# GIVEN REQUEST
Starting at the line that contains "Task: annotation of the distant" and ending at the last line of the records, update the text by replacing "keypoint" with "marker" and leaving everything else unchanged. Return only those lines.

# RAW DATA
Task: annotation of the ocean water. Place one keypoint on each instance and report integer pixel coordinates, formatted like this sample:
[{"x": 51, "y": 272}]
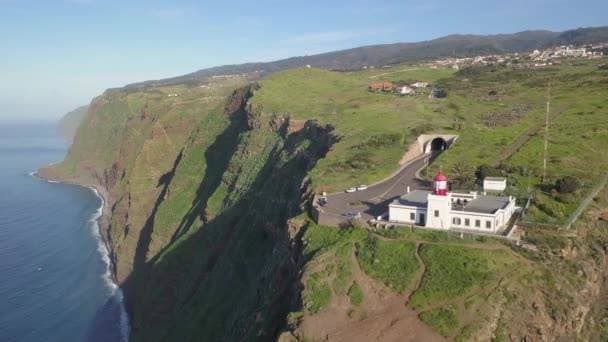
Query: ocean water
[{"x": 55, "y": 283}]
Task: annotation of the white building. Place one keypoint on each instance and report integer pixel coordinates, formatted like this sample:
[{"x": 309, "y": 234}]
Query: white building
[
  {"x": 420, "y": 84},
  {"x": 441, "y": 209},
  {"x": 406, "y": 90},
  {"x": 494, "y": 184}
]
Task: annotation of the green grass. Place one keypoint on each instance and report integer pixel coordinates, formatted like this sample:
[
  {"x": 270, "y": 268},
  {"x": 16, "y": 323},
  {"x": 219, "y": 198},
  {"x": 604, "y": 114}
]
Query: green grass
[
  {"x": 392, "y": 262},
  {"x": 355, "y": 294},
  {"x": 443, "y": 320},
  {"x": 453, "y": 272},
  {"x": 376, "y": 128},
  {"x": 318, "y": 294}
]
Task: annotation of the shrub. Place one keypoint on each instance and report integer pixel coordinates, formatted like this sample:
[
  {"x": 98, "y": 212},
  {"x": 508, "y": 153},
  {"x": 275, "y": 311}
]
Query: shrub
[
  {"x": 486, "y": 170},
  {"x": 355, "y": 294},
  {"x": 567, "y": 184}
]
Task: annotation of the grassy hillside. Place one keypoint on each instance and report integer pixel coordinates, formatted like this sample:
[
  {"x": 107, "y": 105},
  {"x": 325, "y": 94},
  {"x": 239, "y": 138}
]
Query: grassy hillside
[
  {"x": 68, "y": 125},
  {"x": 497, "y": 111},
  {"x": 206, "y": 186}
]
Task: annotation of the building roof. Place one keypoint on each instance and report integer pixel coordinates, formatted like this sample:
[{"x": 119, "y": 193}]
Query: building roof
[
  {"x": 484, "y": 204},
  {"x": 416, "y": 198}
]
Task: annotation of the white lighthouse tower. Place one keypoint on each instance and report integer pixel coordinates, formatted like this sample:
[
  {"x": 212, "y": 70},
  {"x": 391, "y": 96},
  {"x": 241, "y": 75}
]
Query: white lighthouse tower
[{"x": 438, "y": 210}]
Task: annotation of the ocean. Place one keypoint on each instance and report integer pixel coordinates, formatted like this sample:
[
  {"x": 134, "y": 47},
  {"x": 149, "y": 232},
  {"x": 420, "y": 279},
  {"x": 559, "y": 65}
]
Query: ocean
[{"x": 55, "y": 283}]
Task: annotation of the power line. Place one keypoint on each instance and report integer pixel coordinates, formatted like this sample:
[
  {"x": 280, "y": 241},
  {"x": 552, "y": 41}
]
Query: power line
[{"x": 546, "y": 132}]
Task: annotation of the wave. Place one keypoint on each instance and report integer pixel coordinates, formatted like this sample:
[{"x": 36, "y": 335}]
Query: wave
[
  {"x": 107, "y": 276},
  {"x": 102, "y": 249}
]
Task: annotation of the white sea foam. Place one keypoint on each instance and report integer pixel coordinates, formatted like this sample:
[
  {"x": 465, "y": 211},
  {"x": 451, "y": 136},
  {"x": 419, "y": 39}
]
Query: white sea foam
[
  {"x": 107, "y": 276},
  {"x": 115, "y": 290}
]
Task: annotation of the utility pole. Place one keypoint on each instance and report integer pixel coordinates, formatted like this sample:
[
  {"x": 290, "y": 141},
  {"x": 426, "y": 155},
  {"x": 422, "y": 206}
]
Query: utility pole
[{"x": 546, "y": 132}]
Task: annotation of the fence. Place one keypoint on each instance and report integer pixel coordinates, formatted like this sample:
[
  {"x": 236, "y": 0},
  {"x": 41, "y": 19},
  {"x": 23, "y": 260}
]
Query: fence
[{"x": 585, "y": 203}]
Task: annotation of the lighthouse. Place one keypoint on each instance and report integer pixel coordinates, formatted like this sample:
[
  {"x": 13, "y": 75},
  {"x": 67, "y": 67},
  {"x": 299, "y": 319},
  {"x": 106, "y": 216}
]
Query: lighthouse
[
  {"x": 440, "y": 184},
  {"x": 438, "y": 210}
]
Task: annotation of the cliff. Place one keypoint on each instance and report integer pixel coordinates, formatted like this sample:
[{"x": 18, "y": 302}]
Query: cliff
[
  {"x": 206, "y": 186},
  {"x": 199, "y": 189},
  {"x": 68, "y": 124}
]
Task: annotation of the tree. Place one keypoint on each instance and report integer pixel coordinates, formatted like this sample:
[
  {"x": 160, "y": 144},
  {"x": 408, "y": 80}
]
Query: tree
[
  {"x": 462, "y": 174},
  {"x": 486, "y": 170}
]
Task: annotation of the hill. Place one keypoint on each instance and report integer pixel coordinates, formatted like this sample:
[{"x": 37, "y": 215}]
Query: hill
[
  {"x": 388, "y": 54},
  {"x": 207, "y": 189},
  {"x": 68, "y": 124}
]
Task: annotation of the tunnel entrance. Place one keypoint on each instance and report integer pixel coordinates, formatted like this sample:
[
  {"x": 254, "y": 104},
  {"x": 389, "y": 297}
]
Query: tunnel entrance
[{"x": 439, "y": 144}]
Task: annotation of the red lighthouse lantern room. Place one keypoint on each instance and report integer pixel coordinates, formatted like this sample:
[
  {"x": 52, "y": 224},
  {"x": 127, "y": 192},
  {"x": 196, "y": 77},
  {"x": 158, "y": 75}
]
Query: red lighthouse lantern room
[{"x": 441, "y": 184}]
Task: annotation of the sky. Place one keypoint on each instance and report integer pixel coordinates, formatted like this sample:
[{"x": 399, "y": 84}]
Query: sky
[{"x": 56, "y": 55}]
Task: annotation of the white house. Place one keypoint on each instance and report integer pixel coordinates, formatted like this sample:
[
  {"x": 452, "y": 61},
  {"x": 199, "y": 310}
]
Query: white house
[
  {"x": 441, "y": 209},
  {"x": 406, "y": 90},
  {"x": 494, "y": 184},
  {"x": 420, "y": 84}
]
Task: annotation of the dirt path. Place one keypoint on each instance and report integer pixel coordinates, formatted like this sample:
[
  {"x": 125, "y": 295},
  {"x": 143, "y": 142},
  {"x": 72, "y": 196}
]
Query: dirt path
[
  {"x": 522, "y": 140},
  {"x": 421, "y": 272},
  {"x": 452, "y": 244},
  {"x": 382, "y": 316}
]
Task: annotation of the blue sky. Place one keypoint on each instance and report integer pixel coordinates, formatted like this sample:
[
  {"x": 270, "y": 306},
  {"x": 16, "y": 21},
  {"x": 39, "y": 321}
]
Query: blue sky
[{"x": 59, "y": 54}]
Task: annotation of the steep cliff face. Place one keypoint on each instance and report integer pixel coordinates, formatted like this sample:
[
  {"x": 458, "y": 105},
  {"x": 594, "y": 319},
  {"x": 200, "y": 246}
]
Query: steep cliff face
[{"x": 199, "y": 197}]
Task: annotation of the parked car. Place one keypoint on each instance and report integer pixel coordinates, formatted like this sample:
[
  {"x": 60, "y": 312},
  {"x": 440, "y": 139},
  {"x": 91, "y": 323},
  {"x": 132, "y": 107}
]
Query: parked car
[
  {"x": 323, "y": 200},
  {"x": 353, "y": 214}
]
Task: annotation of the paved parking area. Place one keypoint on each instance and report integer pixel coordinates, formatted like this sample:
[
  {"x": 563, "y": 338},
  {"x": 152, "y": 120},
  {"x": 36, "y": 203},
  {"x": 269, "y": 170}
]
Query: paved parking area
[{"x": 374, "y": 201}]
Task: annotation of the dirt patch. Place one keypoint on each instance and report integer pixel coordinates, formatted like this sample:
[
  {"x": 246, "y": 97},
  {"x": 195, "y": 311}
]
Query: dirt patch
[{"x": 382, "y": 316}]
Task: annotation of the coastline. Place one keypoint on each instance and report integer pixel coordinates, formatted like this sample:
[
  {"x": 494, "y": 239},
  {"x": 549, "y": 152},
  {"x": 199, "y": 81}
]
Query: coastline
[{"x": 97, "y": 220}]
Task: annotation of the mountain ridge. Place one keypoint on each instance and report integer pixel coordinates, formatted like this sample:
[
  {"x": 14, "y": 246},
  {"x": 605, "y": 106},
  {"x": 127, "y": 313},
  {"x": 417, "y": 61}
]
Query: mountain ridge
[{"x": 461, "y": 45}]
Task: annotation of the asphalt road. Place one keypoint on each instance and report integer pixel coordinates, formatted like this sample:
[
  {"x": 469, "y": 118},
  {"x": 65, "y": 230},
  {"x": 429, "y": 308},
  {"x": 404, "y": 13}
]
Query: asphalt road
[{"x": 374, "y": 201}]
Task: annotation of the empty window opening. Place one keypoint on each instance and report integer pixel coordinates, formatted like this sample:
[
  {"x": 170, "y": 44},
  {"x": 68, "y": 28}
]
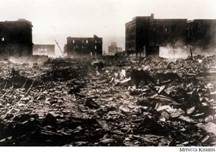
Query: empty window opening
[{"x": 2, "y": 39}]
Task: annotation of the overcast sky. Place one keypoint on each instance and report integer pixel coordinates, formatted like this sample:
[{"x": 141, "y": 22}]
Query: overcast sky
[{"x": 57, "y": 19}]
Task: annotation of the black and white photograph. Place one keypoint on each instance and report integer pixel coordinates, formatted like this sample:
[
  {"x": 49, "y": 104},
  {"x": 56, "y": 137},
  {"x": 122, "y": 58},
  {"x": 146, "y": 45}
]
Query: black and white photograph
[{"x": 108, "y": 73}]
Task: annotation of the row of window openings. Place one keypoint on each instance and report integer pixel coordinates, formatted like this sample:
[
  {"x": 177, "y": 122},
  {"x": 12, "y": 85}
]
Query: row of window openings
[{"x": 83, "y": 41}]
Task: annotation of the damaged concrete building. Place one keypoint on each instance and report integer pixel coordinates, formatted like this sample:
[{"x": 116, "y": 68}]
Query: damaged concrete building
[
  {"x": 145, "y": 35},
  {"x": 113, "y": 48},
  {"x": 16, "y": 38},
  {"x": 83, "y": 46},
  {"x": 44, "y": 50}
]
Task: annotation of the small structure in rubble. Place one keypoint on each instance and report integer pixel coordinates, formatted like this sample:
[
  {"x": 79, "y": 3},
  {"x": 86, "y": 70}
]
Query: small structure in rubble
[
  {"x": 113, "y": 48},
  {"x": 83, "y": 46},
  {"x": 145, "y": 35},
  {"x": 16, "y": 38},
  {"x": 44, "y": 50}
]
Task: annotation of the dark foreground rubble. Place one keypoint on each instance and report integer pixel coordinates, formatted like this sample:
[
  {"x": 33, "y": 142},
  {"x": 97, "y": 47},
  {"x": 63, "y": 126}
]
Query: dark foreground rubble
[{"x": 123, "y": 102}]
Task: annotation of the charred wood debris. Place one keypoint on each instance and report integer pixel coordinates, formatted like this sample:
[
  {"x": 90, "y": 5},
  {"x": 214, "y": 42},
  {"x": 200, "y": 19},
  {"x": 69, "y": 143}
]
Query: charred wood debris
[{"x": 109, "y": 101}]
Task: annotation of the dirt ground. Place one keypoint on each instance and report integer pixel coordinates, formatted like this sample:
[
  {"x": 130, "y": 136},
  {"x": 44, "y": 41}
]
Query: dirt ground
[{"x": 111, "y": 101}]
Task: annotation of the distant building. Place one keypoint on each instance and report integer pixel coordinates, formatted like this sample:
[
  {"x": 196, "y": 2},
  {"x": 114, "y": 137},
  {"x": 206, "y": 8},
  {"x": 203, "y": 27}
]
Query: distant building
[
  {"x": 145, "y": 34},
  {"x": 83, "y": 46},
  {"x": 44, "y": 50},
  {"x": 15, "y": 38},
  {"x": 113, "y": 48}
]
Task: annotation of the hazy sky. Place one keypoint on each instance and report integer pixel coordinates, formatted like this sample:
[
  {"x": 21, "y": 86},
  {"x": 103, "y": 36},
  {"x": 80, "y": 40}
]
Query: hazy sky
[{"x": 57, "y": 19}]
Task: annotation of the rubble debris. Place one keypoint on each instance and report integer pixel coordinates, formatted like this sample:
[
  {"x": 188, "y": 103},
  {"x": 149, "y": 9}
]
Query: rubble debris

# RESPONSE
Task: annotation of the distant building. Place one marker on each instance and report integer pixel coordinates, formatted like this sample:
[
  {"x": 196, "y": 2},
  {"x": 114, "y": 137},
  {"x": 206, "y": 8},
  {"x": 203, "y": 27}
]
Query: distant building
[
  {"x": 145, "y": 34},
  {"x": 83, "y": 46},
  {"x": 44, "y": 50},
  {"x": 15, "y": 38},
  {"x": 113, "y": 48}
]
Task: annotation of the hazy sky. Place one marker on each instance and report integer pixel coordinates, formatted like this sample:
[
  {"x": 21, "y": 86},
  {"x": 103, "y": 36},
  {"x": 80, "y": 40}
]
Query: hazy sky
[{"x": 57, "y": 19}]
Task: annotation of the rubble debris. Place one marker on each instance and report integer pixel coordinates, formatted like this sample:
[
  {"x": 188, "y": 103},
  {"x": 149, "y": 9}
]
Query: rubble debris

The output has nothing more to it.